:: SHORT PROBLEM ::
Echo back everything from the start of the records below down to the line containing "x=205, y=106", including that line.

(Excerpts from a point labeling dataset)
▽
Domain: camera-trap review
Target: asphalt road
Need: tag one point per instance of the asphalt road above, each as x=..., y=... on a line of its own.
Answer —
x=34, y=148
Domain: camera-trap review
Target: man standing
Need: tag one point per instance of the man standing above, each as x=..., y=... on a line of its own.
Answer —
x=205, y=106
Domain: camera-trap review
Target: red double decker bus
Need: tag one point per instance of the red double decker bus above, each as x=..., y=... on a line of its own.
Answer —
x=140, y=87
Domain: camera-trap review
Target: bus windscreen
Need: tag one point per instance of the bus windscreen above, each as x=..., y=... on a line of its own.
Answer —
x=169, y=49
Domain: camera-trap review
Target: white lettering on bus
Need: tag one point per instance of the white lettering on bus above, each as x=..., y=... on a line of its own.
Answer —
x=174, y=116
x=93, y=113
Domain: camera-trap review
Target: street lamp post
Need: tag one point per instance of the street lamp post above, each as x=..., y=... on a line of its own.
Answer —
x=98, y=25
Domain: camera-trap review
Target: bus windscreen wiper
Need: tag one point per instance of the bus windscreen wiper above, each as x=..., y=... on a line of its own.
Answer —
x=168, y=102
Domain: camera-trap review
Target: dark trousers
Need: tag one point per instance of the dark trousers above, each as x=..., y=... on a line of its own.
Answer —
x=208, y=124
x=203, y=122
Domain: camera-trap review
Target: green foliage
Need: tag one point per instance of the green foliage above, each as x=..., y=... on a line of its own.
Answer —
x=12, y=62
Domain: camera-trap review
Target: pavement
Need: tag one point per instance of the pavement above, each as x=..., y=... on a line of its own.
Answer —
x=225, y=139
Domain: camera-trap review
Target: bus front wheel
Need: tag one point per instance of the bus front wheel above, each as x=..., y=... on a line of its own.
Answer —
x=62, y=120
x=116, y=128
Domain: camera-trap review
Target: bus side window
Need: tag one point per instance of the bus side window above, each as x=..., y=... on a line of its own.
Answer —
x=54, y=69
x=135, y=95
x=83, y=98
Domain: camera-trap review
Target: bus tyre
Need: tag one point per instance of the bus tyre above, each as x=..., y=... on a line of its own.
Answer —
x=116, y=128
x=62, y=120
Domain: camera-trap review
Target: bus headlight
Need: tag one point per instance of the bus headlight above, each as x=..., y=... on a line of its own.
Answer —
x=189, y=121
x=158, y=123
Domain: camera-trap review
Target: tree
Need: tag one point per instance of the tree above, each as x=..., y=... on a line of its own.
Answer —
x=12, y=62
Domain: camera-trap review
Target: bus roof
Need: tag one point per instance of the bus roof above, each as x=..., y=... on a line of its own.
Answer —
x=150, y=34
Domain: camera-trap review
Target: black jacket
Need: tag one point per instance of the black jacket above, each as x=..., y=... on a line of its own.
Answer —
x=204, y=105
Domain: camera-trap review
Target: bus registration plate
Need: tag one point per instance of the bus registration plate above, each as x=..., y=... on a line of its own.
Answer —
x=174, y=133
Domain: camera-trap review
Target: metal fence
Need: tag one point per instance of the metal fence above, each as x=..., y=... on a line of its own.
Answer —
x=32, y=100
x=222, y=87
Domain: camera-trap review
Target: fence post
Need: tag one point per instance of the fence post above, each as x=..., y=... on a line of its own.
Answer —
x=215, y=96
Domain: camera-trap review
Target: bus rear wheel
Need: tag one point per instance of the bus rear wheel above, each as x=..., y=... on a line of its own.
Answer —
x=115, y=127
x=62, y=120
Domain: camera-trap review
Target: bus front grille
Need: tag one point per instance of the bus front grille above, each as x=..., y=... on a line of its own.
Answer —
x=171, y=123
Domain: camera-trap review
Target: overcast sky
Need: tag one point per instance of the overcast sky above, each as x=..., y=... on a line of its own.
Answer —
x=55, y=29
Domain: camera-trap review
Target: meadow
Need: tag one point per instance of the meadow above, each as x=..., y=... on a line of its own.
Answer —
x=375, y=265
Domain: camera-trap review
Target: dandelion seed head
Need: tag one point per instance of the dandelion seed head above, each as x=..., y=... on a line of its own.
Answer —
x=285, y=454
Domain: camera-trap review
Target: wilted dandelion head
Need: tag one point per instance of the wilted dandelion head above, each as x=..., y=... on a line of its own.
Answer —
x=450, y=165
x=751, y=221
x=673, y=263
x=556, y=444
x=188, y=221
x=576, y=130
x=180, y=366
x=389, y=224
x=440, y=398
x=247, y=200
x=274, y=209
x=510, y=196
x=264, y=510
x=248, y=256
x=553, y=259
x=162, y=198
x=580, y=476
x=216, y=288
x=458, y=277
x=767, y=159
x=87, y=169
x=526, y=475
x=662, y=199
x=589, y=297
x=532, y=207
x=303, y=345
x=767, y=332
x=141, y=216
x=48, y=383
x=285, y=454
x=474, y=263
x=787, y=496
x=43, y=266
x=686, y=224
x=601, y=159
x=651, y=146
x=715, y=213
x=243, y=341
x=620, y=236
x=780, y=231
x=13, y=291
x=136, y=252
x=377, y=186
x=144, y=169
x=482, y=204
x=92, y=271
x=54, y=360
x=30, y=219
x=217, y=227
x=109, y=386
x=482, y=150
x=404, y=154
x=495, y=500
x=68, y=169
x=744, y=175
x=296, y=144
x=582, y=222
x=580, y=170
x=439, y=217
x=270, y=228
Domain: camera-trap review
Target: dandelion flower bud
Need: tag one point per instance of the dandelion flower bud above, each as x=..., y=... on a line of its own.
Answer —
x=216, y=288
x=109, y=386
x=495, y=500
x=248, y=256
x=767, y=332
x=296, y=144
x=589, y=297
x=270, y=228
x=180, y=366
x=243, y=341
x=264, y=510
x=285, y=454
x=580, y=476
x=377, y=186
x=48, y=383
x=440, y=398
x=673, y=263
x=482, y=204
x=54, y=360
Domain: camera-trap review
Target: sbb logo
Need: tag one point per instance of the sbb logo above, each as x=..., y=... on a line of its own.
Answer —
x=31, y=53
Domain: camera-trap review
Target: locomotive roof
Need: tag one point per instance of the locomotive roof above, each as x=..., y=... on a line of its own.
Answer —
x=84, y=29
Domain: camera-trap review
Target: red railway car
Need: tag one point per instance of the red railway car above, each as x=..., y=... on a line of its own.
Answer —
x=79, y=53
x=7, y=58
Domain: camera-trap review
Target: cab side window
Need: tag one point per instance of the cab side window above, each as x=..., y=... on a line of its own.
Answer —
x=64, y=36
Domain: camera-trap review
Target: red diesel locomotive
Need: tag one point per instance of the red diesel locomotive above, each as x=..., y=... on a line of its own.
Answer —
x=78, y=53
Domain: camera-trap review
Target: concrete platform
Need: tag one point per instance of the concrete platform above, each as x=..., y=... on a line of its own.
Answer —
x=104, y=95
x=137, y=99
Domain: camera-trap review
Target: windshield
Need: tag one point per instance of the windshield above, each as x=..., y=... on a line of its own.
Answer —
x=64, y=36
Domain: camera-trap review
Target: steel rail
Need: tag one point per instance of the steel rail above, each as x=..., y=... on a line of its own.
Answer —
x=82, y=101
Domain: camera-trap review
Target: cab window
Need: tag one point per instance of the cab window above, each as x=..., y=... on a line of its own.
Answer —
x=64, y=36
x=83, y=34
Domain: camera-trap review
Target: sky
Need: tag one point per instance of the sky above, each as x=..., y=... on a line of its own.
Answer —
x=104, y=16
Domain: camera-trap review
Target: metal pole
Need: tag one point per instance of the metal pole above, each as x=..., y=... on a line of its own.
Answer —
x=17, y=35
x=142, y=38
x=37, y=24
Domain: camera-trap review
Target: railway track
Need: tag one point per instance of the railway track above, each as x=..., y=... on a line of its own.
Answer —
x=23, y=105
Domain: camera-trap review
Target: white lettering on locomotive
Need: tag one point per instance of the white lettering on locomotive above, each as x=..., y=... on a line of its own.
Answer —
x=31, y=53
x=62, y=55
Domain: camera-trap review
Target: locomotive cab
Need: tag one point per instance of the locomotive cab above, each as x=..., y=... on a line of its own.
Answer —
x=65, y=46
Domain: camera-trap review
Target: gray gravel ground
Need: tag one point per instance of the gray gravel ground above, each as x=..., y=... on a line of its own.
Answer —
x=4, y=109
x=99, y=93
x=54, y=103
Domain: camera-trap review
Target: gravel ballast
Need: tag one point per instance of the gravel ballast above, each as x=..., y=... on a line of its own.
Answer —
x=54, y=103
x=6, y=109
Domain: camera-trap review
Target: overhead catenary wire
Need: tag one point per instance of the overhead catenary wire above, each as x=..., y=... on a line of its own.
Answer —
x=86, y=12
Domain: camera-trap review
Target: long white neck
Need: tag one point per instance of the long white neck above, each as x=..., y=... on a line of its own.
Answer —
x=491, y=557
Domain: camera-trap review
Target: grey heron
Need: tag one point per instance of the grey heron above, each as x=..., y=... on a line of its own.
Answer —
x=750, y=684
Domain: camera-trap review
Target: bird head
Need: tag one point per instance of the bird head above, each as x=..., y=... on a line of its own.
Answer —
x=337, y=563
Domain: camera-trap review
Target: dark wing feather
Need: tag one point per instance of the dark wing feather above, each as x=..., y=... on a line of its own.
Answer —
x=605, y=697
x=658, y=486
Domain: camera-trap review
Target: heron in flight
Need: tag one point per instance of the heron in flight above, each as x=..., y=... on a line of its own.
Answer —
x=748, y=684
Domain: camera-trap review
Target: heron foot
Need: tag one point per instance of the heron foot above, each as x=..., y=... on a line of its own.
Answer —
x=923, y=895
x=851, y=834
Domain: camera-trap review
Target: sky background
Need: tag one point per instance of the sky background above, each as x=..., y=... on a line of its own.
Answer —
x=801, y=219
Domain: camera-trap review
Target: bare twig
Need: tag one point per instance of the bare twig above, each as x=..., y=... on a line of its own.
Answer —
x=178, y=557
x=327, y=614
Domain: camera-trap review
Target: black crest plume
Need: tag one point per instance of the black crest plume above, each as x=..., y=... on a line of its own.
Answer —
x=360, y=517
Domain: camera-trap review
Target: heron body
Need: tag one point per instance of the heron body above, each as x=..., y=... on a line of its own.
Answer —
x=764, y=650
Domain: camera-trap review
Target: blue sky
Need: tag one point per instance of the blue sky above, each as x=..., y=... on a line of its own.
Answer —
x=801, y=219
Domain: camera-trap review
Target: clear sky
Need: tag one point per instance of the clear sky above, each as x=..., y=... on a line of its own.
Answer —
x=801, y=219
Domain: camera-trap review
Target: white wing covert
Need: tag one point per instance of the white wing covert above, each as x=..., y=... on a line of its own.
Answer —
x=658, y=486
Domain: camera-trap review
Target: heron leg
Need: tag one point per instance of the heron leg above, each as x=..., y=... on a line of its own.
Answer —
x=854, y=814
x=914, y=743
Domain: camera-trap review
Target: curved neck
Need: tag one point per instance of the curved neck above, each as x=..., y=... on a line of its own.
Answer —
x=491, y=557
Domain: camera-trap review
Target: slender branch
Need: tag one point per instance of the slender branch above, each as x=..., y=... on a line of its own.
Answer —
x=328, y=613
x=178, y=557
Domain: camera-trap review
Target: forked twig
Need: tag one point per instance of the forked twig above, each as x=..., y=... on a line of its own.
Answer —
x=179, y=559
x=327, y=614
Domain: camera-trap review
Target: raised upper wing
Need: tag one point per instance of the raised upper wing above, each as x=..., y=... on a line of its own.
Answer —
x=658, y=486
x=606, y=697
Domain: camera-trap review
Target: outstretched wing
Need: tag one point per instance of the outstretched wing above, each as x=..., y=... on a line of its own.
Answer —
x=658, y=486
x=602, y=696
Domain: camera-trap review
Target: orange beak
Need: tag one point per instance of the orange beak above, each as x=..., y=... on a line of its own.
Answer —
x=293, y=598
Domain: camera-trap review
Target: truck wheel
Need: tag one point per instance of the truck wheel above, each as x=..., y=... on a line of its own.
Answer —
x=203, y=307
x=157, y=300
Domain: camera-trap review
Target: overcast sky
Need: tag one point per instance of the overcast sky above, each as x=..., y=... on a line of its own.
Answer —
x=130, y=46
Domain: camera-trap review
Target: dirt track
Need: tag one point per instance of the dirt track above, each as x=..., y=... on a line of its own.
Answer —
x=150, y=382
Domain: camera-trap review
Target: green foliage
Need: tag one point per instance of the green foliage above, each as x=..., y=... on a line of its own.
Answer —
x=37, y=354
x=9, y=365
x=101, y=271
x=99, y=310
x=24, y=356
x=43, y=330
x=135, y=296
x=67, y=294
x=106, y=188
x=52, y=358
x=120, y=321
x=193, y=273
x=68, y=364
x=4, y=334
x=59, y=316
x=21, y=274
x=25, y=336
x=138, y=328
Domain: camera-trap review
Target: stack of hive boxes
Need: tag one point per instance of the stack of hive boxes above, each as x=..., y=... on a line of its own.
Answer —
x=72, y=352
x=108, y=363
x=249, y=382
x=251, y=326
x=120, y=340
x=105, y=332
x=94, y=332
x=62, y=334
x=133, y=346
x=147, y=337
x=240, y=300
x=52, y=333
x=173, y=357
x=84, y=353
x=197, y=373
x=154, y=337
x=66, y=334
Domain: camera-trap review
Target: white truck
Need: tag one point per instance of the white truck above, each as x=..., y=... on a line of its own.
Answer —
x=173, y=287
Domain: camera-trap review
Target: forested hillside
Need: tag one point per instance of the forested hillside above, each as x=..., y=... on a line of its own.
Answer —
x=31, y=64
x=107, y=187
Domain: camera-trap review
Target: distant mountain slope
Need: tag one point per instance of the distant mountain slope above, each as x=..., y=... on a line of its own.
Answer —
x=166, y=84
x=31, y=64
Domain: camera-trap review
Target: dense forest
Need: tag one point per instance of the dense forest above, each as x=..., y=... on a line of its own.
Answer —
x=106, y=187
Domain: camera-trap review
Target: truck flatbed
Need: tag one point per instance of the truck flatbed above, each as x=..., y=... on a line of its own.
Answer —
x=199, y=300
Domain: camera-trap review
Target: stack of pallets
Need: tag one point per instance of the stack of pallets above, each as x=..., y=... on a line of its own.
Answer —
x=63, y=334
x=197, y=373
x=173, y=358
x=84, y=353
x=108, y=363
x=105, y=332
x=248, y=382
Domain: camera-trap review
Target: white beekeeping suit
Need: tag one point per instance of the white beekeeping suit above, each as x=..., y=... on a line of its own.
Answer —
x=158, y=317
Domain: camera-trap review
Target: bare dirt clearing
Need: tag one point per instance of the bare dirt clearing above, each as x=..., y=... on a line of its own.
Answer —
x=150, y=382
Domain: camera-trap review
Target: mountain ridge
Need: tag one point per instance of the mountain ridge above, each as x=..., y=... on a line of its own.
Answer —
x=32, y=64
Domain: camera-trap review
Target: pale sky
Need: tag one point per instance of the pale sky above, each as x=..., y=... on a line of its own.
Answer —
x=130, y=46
△
:: SOLUTION ::
Domain: camera-trap review
Target: asphalt road
Need: tag one point per instance of the asphalt road above, each as x=..., y=... on a line of its own.
Answer —
x=34, y=148
Domain: camera-trap review
Target: man standing
Need: tag one point per instance of the man standing above, each as x=..., y=... on a line of its own.
Answer —
x=205, y=106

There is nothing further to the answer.